Work to be completed >> In your copy, repeat the records exactly and leave out the pictures.

Stored records >>
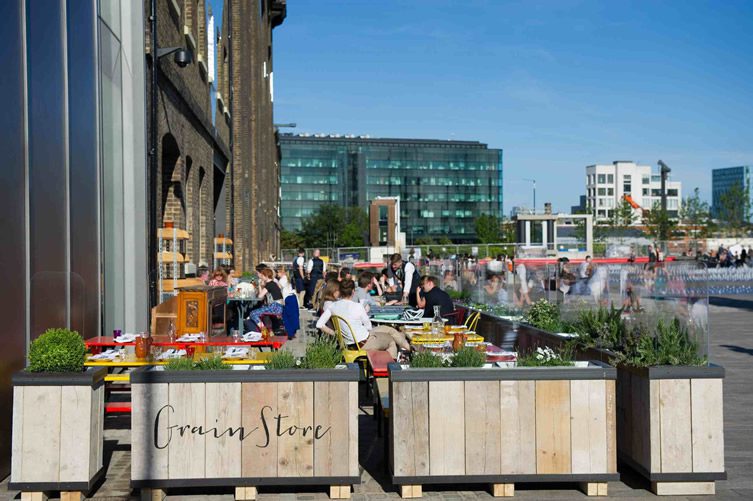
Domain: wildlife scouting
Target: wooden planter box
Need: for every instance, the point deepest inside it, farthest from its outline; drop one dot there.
(57, 431)
(244, 428)
(670, 426)
(502, 426)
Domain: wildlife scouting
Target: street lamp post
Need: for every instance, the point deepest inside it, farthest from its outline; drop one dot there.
(182, 58)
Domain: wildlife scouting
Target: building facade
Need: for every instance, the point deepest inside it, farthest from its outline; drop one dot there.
(724, 179)
(74, 176)
(608, 184)
(442, 185)
(212, 157)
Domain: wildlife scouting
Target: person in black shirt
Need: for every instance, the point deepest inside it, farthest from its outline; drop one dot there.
(269, 290)
(434, 296)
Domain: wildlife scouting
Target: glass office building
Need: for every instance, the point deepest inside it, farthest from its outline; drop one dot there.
(723, 179)
(443, 185)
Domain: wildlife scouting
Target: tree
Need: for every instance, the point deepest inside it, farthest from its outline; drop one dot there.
(734, 208)
(335, 226)
(290, 240)
(658, 223)
(487, 228)
(695, 214)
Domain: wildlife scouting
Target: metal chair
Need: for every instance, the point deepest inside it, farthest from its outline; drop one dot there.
(350, 355)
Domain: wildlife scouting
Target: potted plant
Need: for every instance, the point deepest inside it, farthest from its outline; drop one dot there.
(58, 412)
(462, 421)
(670, 410)
(294, 422)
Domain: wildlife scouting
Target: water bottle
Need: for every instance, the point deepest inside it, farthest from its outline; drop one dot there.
(437, 325)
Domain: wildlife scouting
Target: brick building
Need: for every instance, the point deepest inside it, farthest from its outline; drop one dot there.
(216, 174)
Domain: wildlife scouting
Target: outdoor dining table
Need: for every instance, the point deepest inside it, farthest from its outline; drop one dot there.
(274, 342)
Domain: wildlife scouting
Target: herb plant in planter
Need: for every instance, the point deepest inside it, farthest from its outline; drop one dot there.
(293, 423)
(58, 411)
(544, 422)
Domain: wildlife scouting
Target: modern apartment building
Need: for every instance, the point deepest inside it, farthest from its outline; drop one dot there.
(443, 185)
(608, 184)
(724, 179)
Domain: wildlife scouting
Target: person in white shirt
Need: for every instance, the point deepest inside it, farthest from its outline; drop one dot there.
(364, 335)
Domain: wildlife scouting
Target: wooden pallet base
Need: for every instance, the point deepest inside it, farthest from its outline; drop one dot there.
(152, 494)
(594, 488)
(245, 493)
(683, 488)
(503, 490)
(410, 491)
(339, 492)
(33, 496)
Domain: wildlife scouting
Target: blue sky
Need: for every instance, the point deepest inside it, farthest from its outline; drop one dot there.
(557, 84)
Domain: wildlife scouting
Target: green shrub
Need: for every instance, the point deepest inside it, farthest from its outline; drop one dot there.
(546, 357)
(603, 328)
(468, 357)
(670, 345)
(544, 315)
(213, 363)
(426, 360)
(57, 350)
(281, 360)
(180, 364)
(322, 354)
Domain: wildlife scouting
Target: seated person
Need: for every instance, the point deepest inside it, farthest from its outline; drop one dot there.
(364, 335)
(366, 283)
(344, 274)
(269, 290)
(331, 294)
(450, 282)
(434, 296)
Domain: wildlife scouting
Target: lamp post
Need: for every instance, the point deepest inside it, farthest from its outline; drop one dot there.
(182, 58)
(534, 192)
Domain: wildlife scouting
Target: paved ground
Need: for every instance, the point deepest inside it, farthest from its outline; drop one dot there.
(732, 347)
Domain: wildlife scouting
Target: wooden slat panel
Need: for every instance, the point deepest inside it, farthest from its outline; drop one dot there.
(188, 400)
(611, 427)
(446, 428)
(482, 428)
(588, 426)
(353, 430)
(552, 427)
(331, 406)
(652, 409)
(223, 412)
(41, 448)
(17, 456)
(707, 406)
(518, 430)
(75, 433)
(410, 425)
(676, 446)
(147, 461)
(295, 456)
(258, 458)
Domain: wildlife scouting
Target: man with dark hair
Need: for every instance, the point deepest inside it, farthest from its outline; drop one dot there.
(434, 296)
(405, 276)
(315, 272)
(364, 335)
(299, 276)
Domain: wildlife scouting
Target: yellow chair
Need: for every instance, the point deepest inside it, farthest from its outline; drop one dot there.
(350, 355)
(472, 320)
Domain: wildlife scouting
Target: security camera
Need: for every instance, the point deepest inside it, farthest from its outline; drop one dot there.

Exercise response >>
Domain: wildlife scouting
Target: wooden planter box
Need: for every instance, the point deepest inside it, farthest from its outline; drop one dot there.
(57, 431)
(244, 428)
(670, 426)
(502, 426)
Domain: wildlife scouting
Target: street lamp post
Need: for every instance, the point deepest inside it, farthest from its outline; drop one dot there.
(182, 58)
Domain: wildlife scouting
Target: building facade
Need: for every instance, the point deepest inside it, farthest from its outline; drop one dot there.
(724, 179)
(74, 176)
(608, 184)
(442, 185)
(212, 157)
Domain: wildlife scouting
Target: person in black shirt
Need: for every instance, the point deepest inside it, farthest from its outline; drop one dot there.
(269, 290)
(434, 296)
Domain: wildlife scouting
Target: glass office building
Need: for every instance, the point deepest inside it, farthest from its outline; drop one dot there.
(723, 179)
(443, 185)
Domain: wildlife scouting
Target: tree
Need: for every instance, the point deepest inside it, farthest from its outline; drop one dot there.
(734, 208)
(335, 226)
(290, 240)
(658, 223)
(487, 228)
(695, 214)
Domain: wildlife scouting
Target: metal chair
Need: for every instance, the point deepest inside it, farthest from its outline; drop one dot there.
(350, 355)
Domain: wildlife scouting
Target: potted plant
Need: for every instance, the point deepest inside it, farthest from its outline; drop one dot there.
(58, 412)
(462, 421)
(670, 410)
(294, 422)
Domain: wildlife scouting
Target: water bottle
Need: for every instance, the point deepest inside it, farthest from its outline; drop one dot there.
(437, 325)
Domain: wildlife scouting
Target: brick building
Need: for every instance, the point deepest inside it, farthest from its outline; drop one dot there.
(216, 174)
Domain: wildlife scouting
Target: outdoor dining table
Need: for every instance, the point deepest inside it, farthest from its outline; drop one dot there.
(274, 342)
Domain: wildlife scouting
Target: herb plant in planter
Need: for every instance, the point deepest inside it, farthest from its outline; drop one dot there.
(293, 423)
(58, 411)
(544, 422)
Domain: wildlife scouting
Target: modern apartment building
Need: for every instance, the point deepest inside it, farthest from its outline; drop one dot there.
(443, 185)
(608, 184)
(724, 179)
Domain: wildlife scouting
Target: person in white shirt
Need: for every instance, the point deepest inside it, farthest from its outline; drop one dot there.
(364, 335)
Domain: wildlife scouting
Target: wooden pallet base
Need: for every instance, the point deepest inside it, farthest from its outline; drop one dot there.
(152, 494)
(594, 488)
(245, 493)
(683, 488)
(503, 490)
(410, 491)
(339, 492)
(33, 496)
Domain: wildlife scouting
Target: blue sky
Need: for every instance, the point deepest inside it, farthest from its outline; drop one dot there.
(557, 84)
Domain: wildlife scouting
Target: green shrub
Need: for every instance, the point deepest inside it, farthest from its outline; drop one dot there.
(546, 357)
(603, 328)
(468, 357)
(670, 345)
(544, 315)
(213, 363)
(426, 360)
(57, 350)
(281, 360)
(180, 364)
(322, 354)
Domain: wildlife scouting
Target: seated person
Need: for every instance, the point deepest inside it, farthest from its outline; drop one dot there.
(364, 335)
(366, 283)
(344, 274)
(269, 290)
(331, 294)
(450, 282)
(434, 296)
Domain: wildlife scouting
Target: lamp post
Need: for every instance, the point deepest inside it, farthest from its outline; drop one dot there.
(182, 58)
(534, 192)
Domain: wildlife scouting
Target: paved ground
Need: for every instance, the point deepest inside it, farthest from its outline; drop one dot there.
(732, 347)
Domain: wildlife scouting
Target: wooden slat panel
Need: for every instance, the point deepest inside it, farthest from its outline; drop one dot there.
(188, 400)
(611, 427)
(446, 428)
(482, 428)
(588, 426)
(353, 430)
(552, 427)
(331, 406)
(652, 409)
(223, 412)
(41, 448)
(17, 456)
(707, 406)
(518, 430)
(75, 433)
(410, 425)
(676, 446)
(147, 461)
(295, 456)
(258, 458)
Domain: wildlife scouting
Target: man with dark hair
Need: for every instance, the point deepest inside it, farthest from its outline; drop one dot there.
(434, 296)
(405, 276)
(315, 272)
(364, 335)
(299, 276)
Domain: wildlife scouting
Target: yellow chair
Need: for every instance, the point deepest inside it, farthest from its outline; drop one dot there.
(350, 355)
(472, 320)
Domain: wildlife scouting
Target: security camera
Need: for every instance, the point deepest inside it, farthest from its outline; drop one dot there.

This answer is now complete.